TASK TO COMPLETE: Extract each line of the data that contains the string "frame", reproducing every such line in full.

ROWS:
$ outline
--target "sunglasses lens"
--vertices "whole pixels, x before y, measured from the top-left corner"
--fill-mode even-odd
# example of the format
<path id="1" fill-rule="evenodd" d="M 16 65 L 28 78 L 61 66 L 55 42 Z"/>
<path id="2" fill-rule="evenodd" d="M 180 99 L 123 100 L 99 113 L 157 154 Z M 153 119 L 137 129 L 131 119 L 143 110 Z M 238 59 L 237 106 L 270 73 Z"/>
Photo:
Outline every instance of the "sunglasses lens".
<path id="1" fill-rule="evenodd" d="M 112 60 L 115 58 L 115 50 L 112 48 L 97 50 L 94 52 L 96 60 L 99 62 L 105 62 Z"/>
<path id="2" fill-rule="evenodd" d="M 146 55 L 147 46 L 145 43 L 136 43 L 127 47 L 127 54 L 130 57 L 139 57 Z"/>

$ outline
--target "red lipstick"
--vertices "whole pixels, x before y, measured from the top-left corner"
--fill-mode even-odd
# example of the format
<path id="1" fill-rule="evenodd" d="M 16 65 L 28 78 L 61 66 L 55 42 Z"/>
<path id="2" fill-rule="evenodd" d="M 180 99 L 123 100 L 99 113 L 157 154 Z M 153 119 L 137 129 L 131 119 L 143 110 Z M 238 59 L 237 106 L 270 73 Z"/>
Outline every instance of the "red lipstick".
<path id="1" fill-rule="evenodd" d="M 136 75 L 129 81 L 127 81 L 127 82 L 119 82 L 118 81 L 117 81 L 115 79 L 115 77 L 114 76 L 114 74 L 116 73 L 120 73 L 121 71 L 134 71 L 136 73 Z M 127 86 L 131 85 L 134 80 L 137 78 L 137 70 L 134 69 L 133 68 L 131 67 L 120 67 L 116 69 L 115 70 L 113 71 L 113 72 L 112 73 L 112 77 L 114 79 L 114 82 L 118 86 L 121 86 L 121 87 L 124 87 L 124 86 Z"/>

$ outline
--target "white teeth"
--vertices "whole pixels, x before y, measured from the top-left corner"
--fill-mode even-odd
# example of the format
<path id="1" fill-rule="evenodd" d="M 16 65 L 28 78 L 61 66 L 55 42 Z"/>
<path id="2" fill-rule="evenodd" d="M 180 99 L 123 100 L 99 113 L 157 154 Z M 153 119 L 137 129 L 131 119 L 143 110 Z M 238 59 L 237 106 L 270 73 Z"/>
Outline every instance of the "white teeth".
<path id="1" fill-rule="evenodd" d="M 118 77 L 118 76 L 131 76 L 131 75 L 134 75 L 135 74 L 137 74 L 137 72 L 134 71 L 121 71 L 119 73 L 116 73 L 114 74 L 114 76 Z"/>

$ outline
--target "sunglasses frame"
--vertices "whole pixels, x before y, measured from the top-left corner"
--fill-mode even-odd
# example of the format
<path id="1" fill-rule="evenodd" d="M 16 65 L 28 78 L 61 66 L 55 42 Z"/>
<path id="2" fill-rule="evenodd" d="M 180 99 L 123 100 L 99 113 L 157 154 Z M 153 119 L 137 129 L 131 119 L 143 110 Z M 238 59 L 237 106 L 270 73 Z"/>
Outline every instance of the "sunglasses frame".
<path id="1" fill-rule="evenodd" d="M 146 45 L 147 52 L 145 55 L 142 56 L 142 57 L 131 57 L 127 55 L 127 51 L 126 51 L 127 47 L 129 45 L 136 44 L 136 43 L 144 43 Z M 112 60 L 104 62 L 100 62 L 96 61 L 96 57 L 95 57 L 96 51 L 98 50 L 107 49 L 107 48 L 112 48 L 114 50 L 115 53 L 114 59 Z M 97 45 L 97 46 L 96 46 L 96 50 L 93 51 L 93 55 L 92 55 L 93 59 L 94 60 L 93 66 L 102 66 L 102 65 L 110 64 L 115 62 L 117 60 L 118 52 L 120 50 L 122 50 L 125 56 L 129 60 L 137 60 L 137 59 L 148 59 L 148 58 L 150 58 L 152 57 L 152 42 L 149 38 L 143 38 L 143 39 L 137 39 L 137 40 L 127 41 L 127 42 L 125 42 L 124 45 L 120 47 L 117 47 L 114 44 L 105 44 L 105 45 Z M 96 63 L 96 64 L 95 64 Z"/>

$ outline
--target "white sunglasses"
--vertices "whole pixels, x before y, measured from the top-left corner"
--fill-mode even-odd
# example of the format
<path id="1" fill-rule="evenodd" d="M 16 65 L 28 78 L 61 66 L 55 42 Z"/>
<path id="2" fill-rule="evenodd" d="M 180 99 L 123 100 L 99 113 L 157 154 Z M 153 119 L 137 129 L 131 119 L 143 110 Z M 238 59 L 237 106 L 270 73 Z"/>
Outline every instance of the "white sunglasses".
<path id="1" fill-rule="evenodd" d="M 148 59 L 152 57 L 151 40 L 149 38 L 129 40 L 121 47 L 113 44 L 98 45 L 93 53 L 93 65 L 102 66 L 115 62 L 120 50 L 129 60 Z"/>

REPLY TO THE TASK:
--target "sunglasses frame"
Outline every instance of the "sunglasses frame".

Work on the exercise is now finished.